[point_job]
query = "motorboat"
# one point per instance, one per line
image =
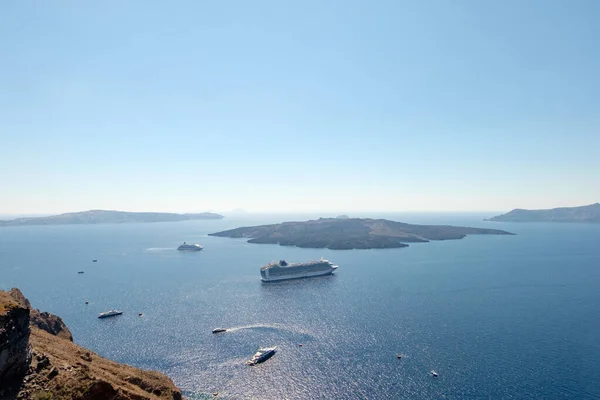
(262, 355)
(111, 313)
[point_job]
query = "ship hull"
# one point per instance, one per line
(299, 276)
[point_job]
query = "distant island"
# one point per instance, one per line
(107, 217)
(589, 213)
(351, 233)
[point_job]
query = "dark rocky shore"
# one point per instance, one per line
(38, 360)
(352, 233)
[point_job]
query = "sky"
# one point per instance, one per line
(338, 105)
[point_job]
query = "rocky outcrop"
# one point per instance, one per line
(589, 213)
(38, 360)
(352, 233)
(50, 323)
(15, 352)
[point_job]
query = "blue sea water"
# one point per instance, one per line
(498, 317)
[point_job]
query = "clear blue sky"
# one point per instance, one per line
(305, 105)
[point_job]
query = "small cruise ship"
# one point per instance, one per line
(262, 355)
(110, 313)
(278, 271)
(190, 247)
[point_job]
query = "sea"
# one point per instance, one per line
(497, 317)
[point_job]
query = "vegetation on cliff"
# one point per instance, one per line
(351, 233)
(38, 360)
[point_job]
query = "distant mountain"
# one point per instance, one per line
(107, 217)
(351, 233)
(589, 213)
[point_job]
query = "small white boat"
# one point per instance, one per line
(262, 355)
(110, 313)
(190, 247)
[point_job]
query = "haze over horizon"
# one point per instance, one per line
(346, 105)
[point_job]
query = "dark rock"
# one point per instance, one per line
(53, 372)
(15, 352)
(351, 233)
(590, 213)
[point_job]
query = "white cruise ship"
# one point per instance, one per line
(278, 271)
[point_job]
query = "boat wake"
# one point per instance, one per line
(270, 327)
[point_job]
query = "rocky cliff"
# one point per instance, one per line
(38, 360)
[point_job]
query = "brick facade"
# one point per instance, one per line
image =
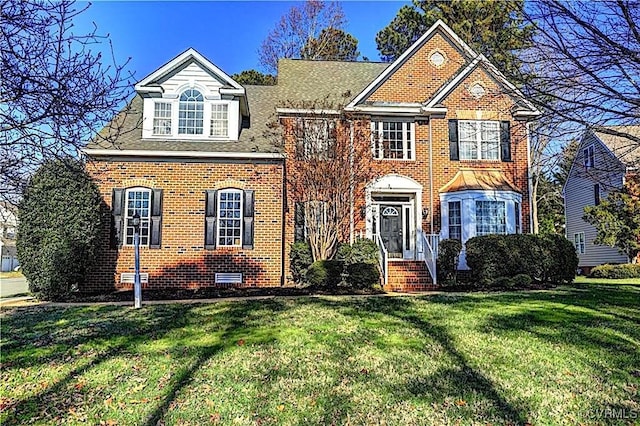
(182, 260)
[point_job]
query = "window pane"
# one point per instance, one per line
(191, 113)
(490, 217)
(162, 118)
(219, 121)
(138, 201)
(229, 223)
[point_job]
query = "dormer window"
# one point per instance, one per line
(162, 118)
(191, 113)
(220, 120)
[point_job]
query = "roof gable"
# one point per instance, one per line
(151, 82)
(439, 29)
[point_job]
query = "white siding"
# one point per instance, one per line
(579, 193)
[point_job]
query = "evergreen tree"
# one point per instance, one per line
(492, 27)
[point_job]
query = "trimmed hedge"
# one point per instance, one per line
(627, 270)
(543, 258)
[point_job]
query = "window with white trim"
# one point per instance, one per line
(455, 221)
(229, 218)
(220, 120)
(578, 241)
(491, 217)
(191, 113)
(479, 140)
(162, 118)
(393, 139)
(137, 200)
(589, 157)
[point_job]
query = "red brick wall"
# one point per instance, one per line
(416, 81)
(182, 260)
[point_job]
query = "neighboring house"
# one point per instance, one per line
(600, 166)
(448, 135)
(8, 228)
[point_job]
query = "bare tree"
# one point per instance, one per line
(585, 63)
(329, 163)
(56, 91)
(310, 31)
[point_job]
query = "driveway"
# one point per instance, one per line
(13, 286)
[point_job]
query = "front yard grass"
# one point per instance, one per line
(544, 357)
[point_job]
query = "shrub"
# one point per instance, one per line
(59, 228)
(360, 261)
(447, 263)
(548, 258)
(300, 259)
(562, 259)
(324, 273)
(362, 275)
(361, 251)
(623, 271)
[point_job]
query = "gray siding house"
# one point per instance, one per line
(600, 166)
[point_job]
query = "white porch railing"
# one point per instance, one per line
(429, 244)
(383, 258)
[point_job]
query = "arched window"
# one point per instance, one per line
(191, 113)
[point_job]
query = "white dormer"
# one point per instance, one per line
════════════════
Work order: Reproduce each line of the records exactly, omitting any picture.

Written reply:
[point_job]
query = "motorboat"
# one point per instance, one per line
image =
(262, 355)
(111, 313)
[point_job]
query = "ship hull"
# one point per instance, one per line
(299, 276)
[point_job]
query = "distant island"
# one point per instance, one per line
(107, 217)
(589, 213)
(351, 233)
[point_job]
query = "dark rocky shore"
# one point per instance, one per line
(38, 360)
(352, 233)
[point_job]
query = "sky"
# one point per instance, one per line
(338, 105)
[point_job]
query = "rocky outcrop"
# one point per instance, one per line
(589, 213)
(38, 360)
(352, 233)
(50, 323)
(15, 352)
[point_job]
query = "blue sea water"
# one point per instance, one per line
(498, 317)
[point_job]
query = "clear blue sky"
# one point per instance, one per line
(305, 105)
[point_job]
query = "small cruise ship"
# one point per instance, one per line
(262, 355)
(110, 313)
(278, 271)
(190, 247)
[point_job]
query = "sea"
# one point per instance, one per line
(497, 317)
[point_job]
query = "vegetation on cliff"
# one point per instance, one per line
(351, 233)
(38, 360)
[point_job]
query = "distant mountain"
# one point per instance, one per line
(107, 217)
(351, 233)
(589, 213)
[point_job]
query = "small white boat"
# one point per instance, one per line
(262, 355)
(110, 313)
(190, 247)
[point_job]
query = "haze over horizon"
# one point per instance, one per line
(346, 105)
[point_job]
query = "dark rock"
# one point per instance, one per line
(53, 372)
(15, 352)
(351, 233)
(590, 213)
[point_job]
query = "white cruise ship"
# one point per instance, one per line
(278, 271)
[point_job]
query = "boat wake"
# one point per instance, one per line
(270, 327)
[point_job]
query = "rocky cliff"
# one point per instance, one per line
(38, 360)
[point_job]
query = "brick facade"
# one point per instance, one per line
image =
(182, 260)
[point_job]
query = "window pane"
# one point per instance, one per line
(191, 113)
(490, 217)
(162, 118)
(219, 121)
(138, 201)
(229, 223)
[point_job]
query = "dormer window"
# one point per instance, one per line
(162, 118)
(191, 113)
(220, 120)
[point_job]
query = "roof gable"
# one point per instance, one per line
(151, 82)
(439, 29)
[point_job]
query = "white siding"
# one point per instance, one per line
(579, 193)
[point_job]
query = "evergreen tree"
# one point per instance, one per line
(492, 27)
[point_job]
query = "trimmed hedge"
# one point per instance, one per line
(627, 270)
(543, 258)
[point_job]
query = "window with white trim"
# one point per instance, one per line
(455, 221)
(229, 218)
(220, 120)
(578, 241)
(491, 217)
(191, 113)
(479, 140)
(162, 118)
(393, 139)
(137, 200)
(589, 157)
[point_job]
query = "red brick wall"
# one point per instance, one per line
(416, 81)
(182, 260)
[point_job]
query = "neighboring house"
# one point per instance, one per line
(600, 166)
(448, 135)
(8, 228)
[point_job]
query = "bare tree"
# one point per instance, one per line
(585, 63)
(329, 163)
(56, 91)
(310, 31)
[point_job]
query = "driveway"
# one point per instance, one per line
(13, 286)
[point_job]
query = "front yard grass"
# one point per instance, one per line
(544, 357)
[point_job]
query = "shrub"
# one point per instance, one per line
(59, 228)
(360, 261)
(447, 263)
(548, 258)
(300, 259)
(562, 259)
(324, 273)
(362, 275)
(361, 251)
(623, 271)
[point_job]
query = "gray siding house"
# one point per instance, one per line
(600, 166)
[point_job]
query = "white porch railing"
# one point per instance, one per line
(429, 244)
(383, 258)
[point_job]
query = "arched window"
# one point per instance, one per line
(191, 113)
[point_job]
query = "white dormer"
# one point per instance, one per line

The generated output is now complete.